-- start SELECTION --

There is a relationship between the system of 12th parts and the decan system based on triplicity rulership used in Hindu astrology.

In A Rectification Manual, p. 6, Table 2, I show the relationship between the 12th parts and the decans based on triplicity.

Using Aries an example, the decan system divides Aries into
Decan 1: Aries (0deg 0min to 9deg 59min)
Decan 2: Leo (10deg 0min to 19deg 59min)
Decan 3: Sagittarius (20deg 0min to 29deg 0min)

The point is the dwads of Aries overlap the decans of Aries for the first 2 1/2 degrees of each decan:
Dwad 1: Aries (0deg 0min to 2deg 29min)
Dwad 5: Leo (10deg 0min to 12deg 29min)
Dwad 9: Sagittarius (20deg 0min to 22deg 29min)

-- end SELECTION --

### REQUIRED TASKS
[A] Answer these about the passage on decans and dwads:
(i) In which book, page and table is the link between the 12th parts and the decans shown?
(ii) Which sign rules the second decan of Aries?
(iii) What degree range does Dwad 9 of Aries span?
[B] Carry on with the passage on decans and dwads from the point where it stops.
The lines that come after this passage play no part in the tasks.

-- start RAW DATA --

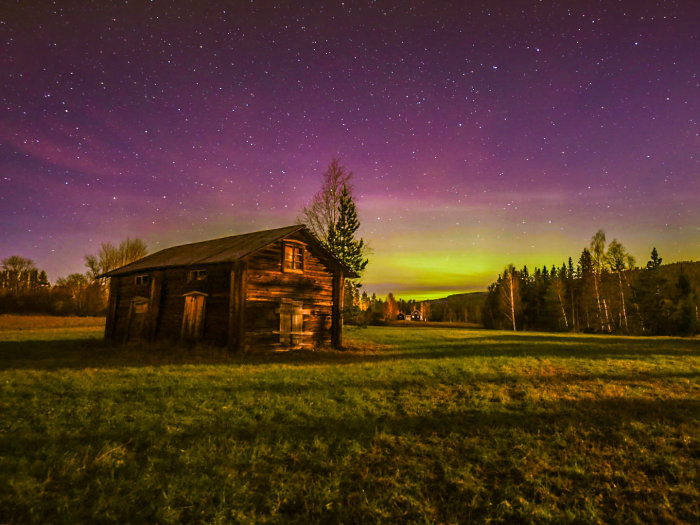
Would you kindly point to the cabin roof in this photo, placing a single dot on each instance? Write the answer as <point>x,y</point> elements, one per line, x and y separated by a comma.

-- end RAW DATA --

### EXERCISE RESPONSES
[A]
(i) A Rectification Manual, p. 6, Table 2
(ii) Leo
(iii) 20deg 0min to 22deg 29min

[B]
Both decan and dwad systems can be considered fractals of an individual sign, with the decan system defining the fractal based purely on triplicity and the dwad system based on all 12 signs.

I have no information on whether the two systems are viewed philosophically in the Hindu system as I have described just now. But from a purely practical perspective, one has to ask for planets/points in these overlapping regions which is the predominate effect: decan or dwad? It's an open question in my book.
Dr. H.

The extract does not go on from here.